All of the material below is to be returned exactly.
⁂
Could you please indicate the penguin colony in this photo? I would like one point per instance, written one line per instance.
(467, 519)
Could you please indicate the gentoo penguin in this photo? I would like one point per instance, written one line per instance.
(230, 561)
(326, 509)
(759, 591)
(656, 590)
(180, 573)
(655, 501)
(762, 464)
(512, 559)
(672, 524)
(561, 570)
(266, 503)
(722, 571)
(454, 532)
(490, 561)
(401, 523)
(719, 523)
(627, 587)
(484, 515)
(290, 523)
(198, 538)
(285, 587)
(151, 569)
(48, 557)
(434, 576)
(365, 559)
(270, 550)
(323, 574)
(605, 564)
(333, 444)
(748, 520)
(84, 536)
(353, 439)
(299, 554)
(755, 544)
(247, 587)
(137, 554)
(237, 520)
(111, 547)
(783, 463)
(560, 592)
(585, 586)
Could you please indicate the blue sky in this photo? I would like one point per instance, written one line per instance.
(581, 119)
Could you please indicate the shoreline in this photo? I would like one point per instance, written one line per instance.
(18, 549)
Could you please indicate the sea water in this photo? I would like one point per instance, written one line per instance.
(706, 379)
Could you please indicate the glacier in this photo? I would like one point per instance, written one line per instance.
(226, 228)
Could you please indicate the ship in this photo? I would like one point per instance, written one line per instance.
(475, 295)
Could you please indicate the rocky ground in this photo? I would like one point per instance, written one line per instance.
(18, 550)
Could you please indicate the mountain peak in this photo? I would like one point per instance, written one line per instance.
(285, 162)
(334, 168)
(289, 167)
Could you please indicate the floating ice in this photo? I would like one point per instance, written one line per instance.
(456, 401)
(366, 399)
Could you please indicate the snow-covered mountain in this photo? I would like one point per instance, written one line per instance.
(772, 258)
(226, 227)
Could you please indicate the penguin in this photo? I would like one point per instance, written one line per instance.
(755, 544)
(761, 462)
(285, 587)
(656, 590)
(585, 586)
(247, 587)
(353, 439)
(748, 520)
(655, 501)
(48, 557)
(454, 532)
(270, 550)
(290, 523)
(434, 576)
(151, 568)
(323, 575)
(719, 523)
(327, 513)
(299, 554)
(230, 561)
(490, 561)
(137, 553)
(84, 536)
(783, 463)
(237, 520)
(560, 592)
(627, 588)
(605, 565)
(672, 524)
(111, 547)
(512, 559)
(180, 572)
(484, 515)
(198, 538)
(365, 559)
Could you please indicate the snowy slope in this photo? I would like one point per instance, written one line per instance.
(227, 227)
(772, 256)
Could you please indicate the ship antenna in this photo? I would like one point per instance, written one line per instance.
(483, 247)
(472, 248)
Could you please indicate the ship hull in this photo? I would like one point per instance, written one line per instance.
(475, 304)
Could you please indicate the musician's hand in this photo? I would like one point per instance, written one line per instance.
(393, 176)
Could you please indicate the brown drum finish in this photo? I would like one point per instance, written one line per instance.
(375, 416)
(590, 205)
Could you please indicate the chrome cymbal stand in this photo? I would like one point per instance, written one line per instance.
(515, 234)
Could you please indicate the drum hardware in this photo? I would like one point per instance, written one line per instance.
⁂
(Written response):
Could you please indicate the penguin colony in this photo? I would like one point per instance, written one line per instance.
(467, 519)
Could you please indicate the gentoo penguin in this photo? I would like one point per instance, written one line per instance.
(230, 561)
(326, 509)
(759, 591)
(656, 590)
(180, 573)
(655, 501)
(762, 464)
(512, 559)
(672, 524)
(561, 570)
(266, 503)
(722, 571)
(454, 532)
(490, 561)
(401, 523)
(719, 523)
(627, 587)
(484, 515)
(290, 523)
(198, 538)
(285, 587)
(151, 569)
(48, 557)
(434, 576)
(365, 559)
(270, 550)
(323, 574)
(605, 564)
(333, 444)
(748, 520)
(84, 536)
(353, 439)
(299, 554)
(755, 544)
(247, 587)
(137, 554)
(237, 520)
(111, 547)
(783, 463)
(560, 592)
(585, 586)
Could you please indicate the blue sky in this photo? I would like one point per instance, written one line per instance.
(581, 119)
Could you please indicate the shoreline in this photo? I would like one point per instance, written one line per instance.
(18, 549)
Could you please indicate the sea water in this photo? I would like one point per instance, written one line per instance.
(706, 379)
Could you please indicate the glacier in this photo? I would like one point per instance, written one line per instance.
(226, 228)
Could you please indicate the ship in this photo? I would like one point per instance, written one line per instance.
(475, 295)
Could you please indicate the rocky ground in this photo? I would like one point per instance, written one line per instance.
(18, 550)
Could you please indicate the mountain peak in this photo? I would like one point per instance, written one line per instance.
(285, 162)
(334, 168)
(289, 167)
Could you please indicate the floating ice in this photo? I would like one point per instance, written one line per instance.
(456, 401)
(366, 399)
Could you please indicate the snow-covered mountain in this photo? I would like one point per instance, written one line per instance.
(772, 258)
(226, 227)
Could you please indicate the penguin in this photo? I would like one point per instance, written one line per instance.
(755, 544)
(761, 462)
(285, 587)
(656, 590)
(585, 586)
(247, 587)
(353, 439)
(748, 520)
(655, 501)
(48, 557)
(454, 532)
(270, 550)
(290, 523)
(434, 576)
(151, 568)
(323, 575)
(719, 523)
(327, 513)
(299, 554)
(230, 561)
(490, 561)
(137, 553)
(84, 536)
(783, 463)
(237, 520)
(560, 592)
(627, 588)
(605, 565)
(672, 524)
(111, 547)
(512, 559)
(180, 572)
(484, 515)
(198, 538)
(365, 559)
Could you please indicate the snowy slope in this photo? I would like one point per instance, written one line per instance.
(227, 227)
(772, 256)
Could you please indicate the ship antenna in this photo? I would like one point per instance, written one line per instance.
(483, 247)
(472, 248)
Could you please indicate the ship hull in this photo? I would like one point per instance, written one line per instance.
(475, 304)
Could you please indicate the musician's hand in this photo? I would like one point per instance, written one line per instance.
(393, 176)
Could you please indicate the brown drum finish in this photo? I would like one point per instance, written one line per instance.
(375, 416)
(590, 205)
Could you please indicate the chrome cymbal stand in this photo? I would like one point per instance, written one line per instance.
(515, 234)
Could you please indicate the drum hardware in this photo? I would like one point per instance, written one line per instance.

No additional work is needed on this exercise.